Rows from a dataset:
_____

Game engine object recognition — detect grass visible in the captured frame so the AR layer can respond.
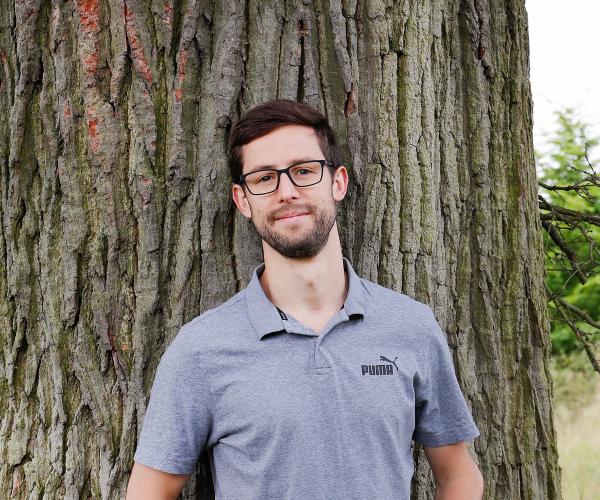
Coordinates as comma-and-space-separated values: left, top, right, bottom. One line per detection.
552, 353, 600, 500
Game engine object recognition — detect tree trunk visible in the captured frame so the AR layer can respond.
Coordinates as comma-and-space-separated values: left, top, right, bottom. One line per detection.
0, 0, 560, 499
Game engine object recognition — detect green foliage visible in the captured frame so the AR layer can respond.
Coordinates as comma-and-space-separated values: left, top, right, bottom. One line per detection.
536, 109, 600, 355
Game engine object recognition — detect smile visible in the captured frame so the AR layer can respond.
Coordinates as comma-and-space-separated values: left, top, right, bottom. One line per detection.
277, 214, 308, 222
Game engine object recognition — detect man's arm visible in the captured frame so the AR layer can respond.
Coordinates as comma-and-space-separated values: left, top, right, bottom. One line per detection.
126, 462, 190, 500
424, 442, 483, 500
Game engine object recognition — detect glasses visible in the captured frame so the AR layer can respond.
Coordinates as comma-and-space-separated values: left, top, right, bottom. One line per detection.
240, 160, 334, 194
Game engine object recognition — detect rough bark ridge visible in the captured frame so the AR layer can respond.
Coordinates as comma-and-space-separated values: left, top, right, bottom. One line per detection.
0, 0, 560, 499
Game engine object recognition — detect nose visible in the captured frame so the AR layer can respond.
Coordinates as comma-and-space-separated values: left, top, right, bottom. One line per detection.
277, 169, 299, 200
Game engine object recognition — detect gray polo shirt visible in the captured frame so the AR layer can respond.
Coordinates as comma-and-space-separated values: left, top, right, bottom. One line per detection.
135, 258, 479, 500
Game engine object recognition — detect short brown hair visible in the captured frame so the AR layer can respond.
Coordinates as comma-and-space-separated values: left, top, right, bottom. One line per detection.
227, 99, 341, 184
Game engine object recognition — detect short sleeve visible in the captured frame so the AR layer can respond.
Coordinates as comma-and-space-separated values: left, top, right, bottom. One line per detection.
134, 329, 212, 474
413, 307, 479, 447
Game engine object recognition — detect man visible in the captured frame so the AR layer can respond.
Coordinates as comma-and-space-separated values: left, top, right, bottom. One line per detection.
127, 101, 483, 500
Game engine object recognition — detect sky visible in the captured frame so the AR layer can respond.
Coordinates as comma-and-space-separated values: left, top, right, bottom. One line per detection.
525, 0, 600, 156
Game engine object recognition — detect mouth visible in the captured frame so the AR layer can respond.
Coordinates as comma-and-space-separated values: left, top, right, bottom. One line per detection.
275, 212, 309, 222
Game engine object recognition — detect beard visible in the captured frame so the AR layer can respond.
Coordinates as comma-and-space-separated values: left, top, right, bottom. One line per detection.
252, 199, 336, 259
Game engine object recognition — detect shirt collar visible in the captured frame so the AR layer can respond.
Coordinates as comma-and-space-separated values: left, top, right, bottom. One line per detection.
246, 257, 366, 340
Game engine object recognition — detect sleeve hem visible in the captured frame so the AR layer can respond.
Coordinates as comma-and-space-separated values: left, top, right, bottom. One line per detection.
133, 451, 196, 474
413, 424, 479, 448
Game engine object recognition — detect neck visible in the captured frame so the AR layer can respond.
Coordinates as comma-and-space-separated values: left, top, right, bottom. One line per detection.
260, 224, 348, 317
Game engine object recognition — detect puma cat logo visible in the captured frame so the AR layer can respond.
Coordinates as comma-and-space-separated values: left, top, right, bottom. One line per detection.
361, 356, 398, 375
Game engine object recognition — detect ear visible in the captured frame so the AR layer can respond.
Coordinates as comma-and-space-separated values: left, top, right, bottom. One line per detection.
331, 165, 348, 201
231, 184, 252, 219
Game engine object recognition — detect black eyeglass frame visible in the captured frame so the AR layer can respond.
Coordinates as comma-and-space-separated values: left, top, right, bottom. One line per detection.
239, 160, 335, 196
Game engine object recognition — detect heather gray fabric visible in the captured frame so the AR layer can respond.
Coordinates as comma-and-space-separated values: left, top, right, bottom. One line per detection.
135, 258, 479, 500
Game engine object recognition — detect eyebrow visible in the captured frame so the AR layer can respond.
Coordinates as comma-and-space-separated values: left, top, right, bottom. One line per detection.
246, 156, 314, 174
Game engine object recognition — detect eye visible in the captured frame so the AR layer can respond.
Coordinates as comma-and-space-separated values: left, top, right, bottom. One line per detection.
258, 174, 273, 182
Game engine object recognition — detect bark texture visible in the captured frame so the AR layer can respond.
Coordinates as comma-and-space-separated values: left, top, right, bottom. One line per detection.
0, 0, 560, 499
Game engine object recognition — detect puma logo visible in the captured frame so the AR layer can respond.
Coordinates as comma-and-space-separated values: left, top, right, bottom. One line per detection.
379, 356, 398, 371
361, 356, 399, 375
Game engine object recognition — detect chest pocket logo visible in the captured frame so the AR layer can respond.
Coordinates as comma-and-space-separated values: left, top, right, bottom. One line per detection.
361, 356, 398, 375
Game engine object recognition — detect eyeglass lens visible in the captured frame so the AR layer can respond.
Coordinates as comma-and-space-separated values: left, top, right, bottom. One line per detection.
245, 161, 323, 194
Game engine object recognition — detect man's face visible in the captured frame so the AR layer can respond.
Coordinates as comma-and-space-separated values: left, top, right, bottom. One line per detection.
232, 125, 348, 259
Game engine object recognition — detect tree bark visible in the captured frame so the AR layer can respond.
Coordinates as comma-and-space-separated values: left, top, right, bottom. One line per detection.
0, 0, 560, 499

_____

→ **Description of the task**
Please reproduce all of the data above word for word, omitting the pictures.

→ **Reply to the task**
Game engine object recognition — detect grass visible in the captured frame so the AR layer can respond.
Coordinates as comma-and-space-separated values: left, top, right, bottom. One line per detection.
552, 353, 600, 500
Game engine object recognition — detect tree trunk visible in the captured frame so the AR layer can respond.
Coordinates as comma-and-space-separated values: left, top, right, bottom. One line per detection.
0, 0, 560, 499
Game engine object recognition — detect green foliage visible in the captured frame so the AR layer can respond.
Coordinates as comma-and-space-separated values: left, top, right, bottom. One line per detection.
536, 109, 600, 355
Game engine object recognition — detect smile visible in the captured frame so the AR layer can respond.
Coordinates as comma-and-space-separated values: left, top, right, bottom. One line per detection.
277, 214, 308, 222
Game engine object recognition — detect man's arm visible in the captured frame so the AR layer can respond.
Coordinates as comma-and-space-separated values: left, top, right, bottom. One line per detection.
126, 462, 190, 500
424, 442, 483, 500
Game engine object recognition — detect glasses visible in the captured frame so the AR layer can respond.
Coordinates as comma-and-space-separated values: left, top, right, bottom. One line per detection.
240, 160, 334, 194
Game engine object recognition — detect rough bark ridge visible in the captured frame so the AR layer can respond.
Coordinates as comma-and-space-separated values: left, top, right, bottom. One line per detection.
0, 0, 560, 499
Game engine object recognition — detect nose visible in the captured frame so the AR layer can respond.
Coordinates as comma-and-space-separated values: left, top, right, bottom. One line per detection.
277, 169, 299, 200
Game engine object recognition — detect gray polo shirt visible in the captured frame so the AR layer can respond.
Coordinates as comma-and-space-separated values: left, top, right, bottom. One line per detection.
135, 258, 479, 500
Game engine object recognition — detect short brown hair visible in the captured frame so the AR layer can respond.
Coordinates as comma-and-space-separated values: left, top, right, bottom. One line per detection.
227, 99, 341, 184
Game engine object recognition — detect short sleeve visible in the captured frame so the AR layer can respond.
Coordinates as comma-and-space-separated values: left, top, right, bottom. One line per detection.
134, 329, 212, 474
413, 307, 479, 447
Game engine object recognition — detect man visible in the captured frame so the AR layer can respond.
Coordinates as comma-and-space-separated values: left, top, right, bottom. One line per detection.
127, 101, 483, 500
Game engine object recognition — detect sky visible in the captured frame so the AR layer can respond.
Coordinates as comma-and-space-separated values: left, top, right, bottom. One line per detection.
525, 0, 600, 156
Game engine object recognition — detect mouth visible in the captured frame so the AR layer can respond.
Coordinates as comma-and-space-separated values: left, top, right, bottom. One line per detection.
275, 212, 309, 222
Game engine object recognition — detect beard visible in the captured frame so the AR layer can respond.
Coordinates as comma-and-space-separated values: left, top, right, bottom. One line per detection.
252, 199, 336, 259
Game engine object recognition — detect shirt collar visible in the captured frame so the AR layer can respond.
Coordinates as comma-and-space-separated values: left, top, right, bottom. One line per detection.
246, 257, 366, 340
Game engine object recognition — detect sleeve hem visible in the captured frame so the AR layer can respond.
Coordinates as comma-and-space-separated values: left, top, right, bottom. One line per detection.
133, 451, 196, 474
413, 424, 479, 448
Game engine object recognition — detect neck visible in the captured frame so the AR layer can respond.
Coordinates as comma-and-space-separated values: left, top, right, bottom. One line per detection.
260, 224, 348, 317
Game engine object recognition — detect puma cat logo visible in the captured frame so the AR layer can respond.
Coordinates as comma-and-space-separated values: left, top, right, bottom. One line per detection.
361, 356, 398, 375
Game engine object recognition — detect ear visible in the captured frame so the AR layer can respond.
Coordinates as comma-and-space-separated values: left, top, right, bottom. One line per detection.
331, 165, 348, 201
231, 184, 252, 219
Game engine object recognition — detect black eyeglass frame visible in the captured frame so the AR layer can respond.
Coordinates as comma-and-space-separated values: left, top, right, bottom. One line per detection.
239, 160, 335, 196
Game engine object recognition — detect heather gray fabric visible in the captured frame so the AR layer can respond.
Coordinates as comma-and-space-separated values: left, top, right, bottom. One line per detection.
135, 258, 479, 500
Game engine object recognition — detect eyebrow visible in the captured frame so the AR layer can respond.
Coordinates as comma-and-space-separated values: left, top, right, bottom. One line per detection.
246, 156, 314, 174
Game engine object recognition — detect eye visible in the captured frame so the AR layer can respond.
Coordinates as comma-and-space-separated values: left, top, right, bottom. One line per detection.
258, 174, 273, 182
Game engine object recognition — detect bark texture visible in the captured frame so the AR layer can respond.
Coordinates as comma-and-space-separated values: left, top, right, bottom. One line per detection.
0, 0, 560, 499
Game engine object recognition — detect puma logo visible in the captured frame so the AR layer can respond.
Coordinates as comma-and-space-separated values: left, top, right, bottom. One line per detection.
379, 356, 398, 371
361, 356, 399, 375
Game engine object recognition — detect chest pocket logo visible in the captured frame so the AR layer can respond.
Coordinates as comma-and-space-separated values: left, top, right, bottom. One line per detection.
361, 356, 398, 375
Game engine object recognition — detect eyeglass lens visible in the captured frame so the AR layer can respond.
Coordinates as comma-and-space-separated values: left, top, right, bottom. One line per detection.
245, 161, 323, 194
Game engine object recognition — detect man's face visible in the captured frame so the AR layer can respond.
Coordinates as comma-and-space-separated values: left, top, right, bottom. One line per detection.
232, 125, 348, 259
Game engine object recognition — detect tree bark visible in the captured frame so the AR layer can respond.
Coordinates as comma-and-space-separated values: left, top, right, bottom. One line per detection.
0, 0, 560, 499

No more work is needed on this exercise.